DIRECTIONS FOR THIS TASK. Retype each of the records below exactly, leaving the pictures out.

(Natural-language object grounding data)
____________
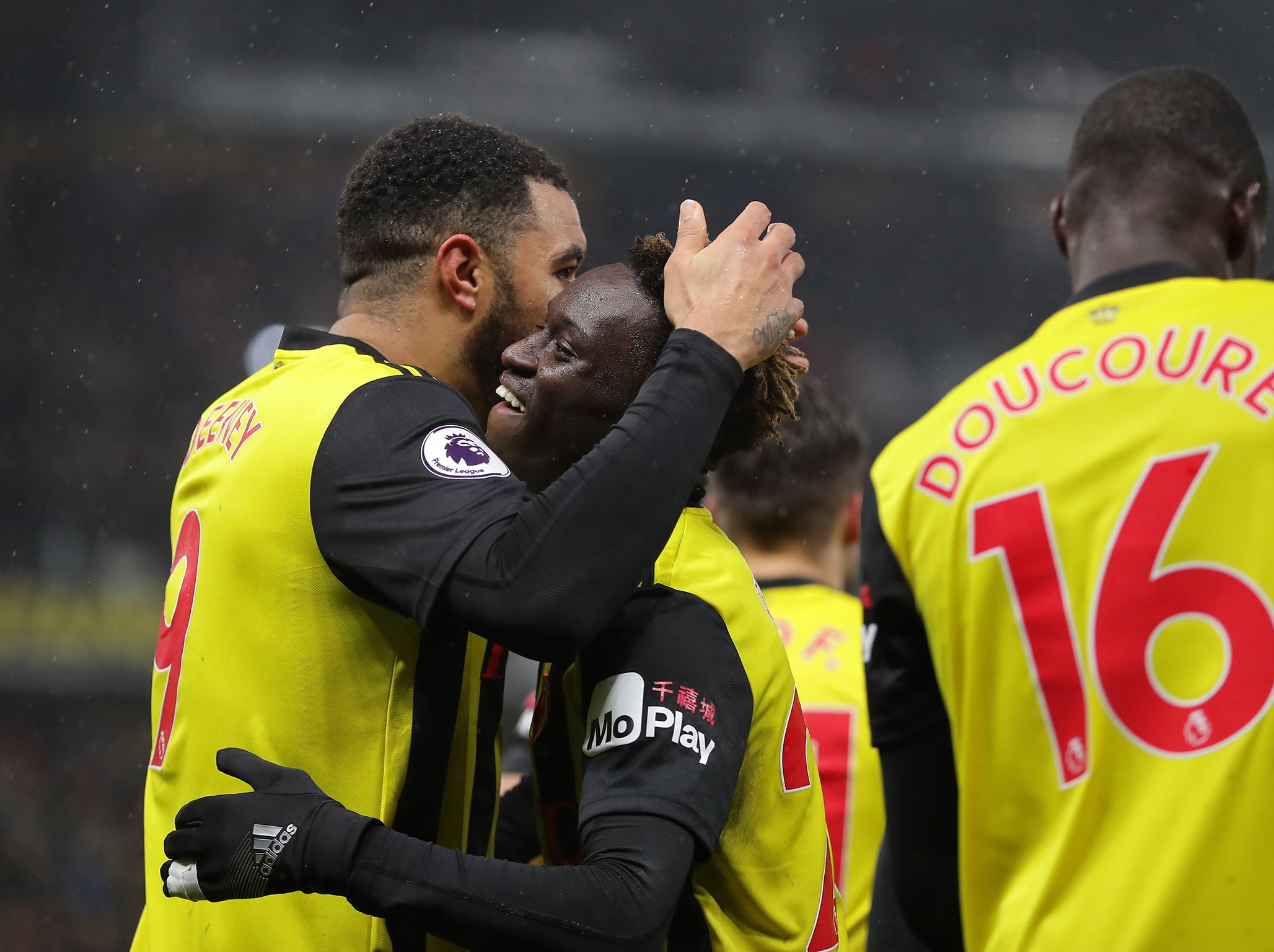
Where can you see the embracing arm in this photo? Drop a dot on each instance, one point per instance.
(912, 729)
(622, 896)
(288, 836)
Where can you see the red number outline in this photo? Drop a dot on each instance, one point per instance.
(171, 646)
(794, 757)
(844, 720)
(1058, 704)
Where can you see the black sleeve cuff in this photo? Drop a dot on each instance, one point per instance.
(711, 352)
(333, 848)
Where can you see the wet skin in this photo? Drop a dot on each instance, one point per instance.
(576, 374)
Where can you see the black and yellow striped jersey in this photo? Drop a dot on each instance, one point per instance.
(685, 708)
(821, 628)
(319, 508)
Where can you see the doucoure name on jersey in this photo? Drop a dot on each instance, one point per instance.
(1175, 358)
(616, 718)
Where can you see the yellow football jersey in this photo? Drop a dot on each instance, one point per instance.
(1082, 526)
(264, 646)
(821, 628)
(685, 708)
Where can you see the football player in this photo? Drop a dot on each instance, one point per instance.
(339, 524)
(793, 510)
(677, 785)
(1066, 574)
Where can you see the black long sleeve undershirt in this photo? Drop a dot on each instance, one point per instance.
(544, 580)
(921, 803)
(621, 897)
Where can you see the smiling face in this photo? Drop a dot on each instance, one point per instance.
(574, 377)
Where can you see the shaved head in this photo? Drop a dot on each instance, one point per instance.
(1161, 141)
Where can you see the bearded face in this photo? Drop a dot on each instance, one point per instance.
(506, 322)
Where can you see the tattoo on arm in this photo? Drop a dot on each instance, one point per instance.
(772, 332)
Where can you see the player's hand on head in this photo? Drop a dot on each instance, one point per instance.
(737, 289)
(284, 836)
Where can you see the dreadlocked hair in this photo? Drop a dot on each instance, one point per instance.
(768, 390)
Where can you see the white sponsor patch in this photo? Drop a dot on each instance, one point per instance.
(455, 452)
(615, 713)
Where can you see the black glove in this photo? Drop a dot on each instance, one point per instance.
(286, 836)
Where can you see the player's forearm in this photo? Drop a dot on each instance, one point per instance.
____________
REPLY.
Where can you see the embracing arm in this photo? Drop a dot on each instance, one point per instance.
(912, 729)
(622, 896)
(288, 836)
Where can you see the red number outline in this photo? Drop a dot on each instance, one point per instance.
(171, 646)
(794, 757)
(844, 720)
(1058, 704)
Where can you see the black sleeve cuff in this photo? Drop a dot on each instance, one point per instance.
(711, 352)
(333, 848)
Where can you see the wet skin in this photo? Drop a dot on each instance, one point per instance.
(576, 374)
Where can you see the black and yellow striped jersey in this photo? Drop a dot on each instance, one point per instance.
(685, 708)
(821, 628)
(319, 508)
Where can you see the doucoure name on jersey in this photo? Drop a dot on each instance, one point per instance.
(1175, 358)
(616, 718)
Where can you see the yellow football jersey in this photo? Drop a dot on each instance, one point per instance.
(1082, 526)
(264, 646)
(821, 628)
(685, 708)
Where can you see the football player in this photo? Drop a dot on each instance, one point per instance.
(339, 524)
(793, 510)
(677, 785)
(1066, 574)
Where can you see the black long sleeve undershirt in this photo? Drop a dot on each instance, one point per instance.
(544, 580)
(921, 803)
(621, 897)
Where can you see the smiling face in this photo? Drop a dot on each instance, one point per instance.
(574, 377)
Where can you see the shaved head in this photo? Drop a dot on each instance, one point per instance.
(1161, 141)
Where can you see the bearded face in this photo? Drop a dot on each instance, one point per instance.
(506, 322)
Where can you see the tattoo on arm in this photo? Drop a dot on each instance, one point per instance.
(772, 332)
Where can you see the player's hand on head in this photo? Drop a dot on each instance, one point per instance.
(737, 289)
(284, 836)
Where can you see the dreadlocked hair in this photo? Drop a dot on each instance, one point per instance.
(768, 390)
Where can you see the white sponsor patch in this photo? Drop a dot on each instance, one point per instance.
(455, 452)
(615, 713)
Where can you see the black glove in this photo? Drop a dot on each instance, one point per instance.
(286, 836)
Where can you see the player's forearm in this photo? Drop a dot on each instance, one point per instance.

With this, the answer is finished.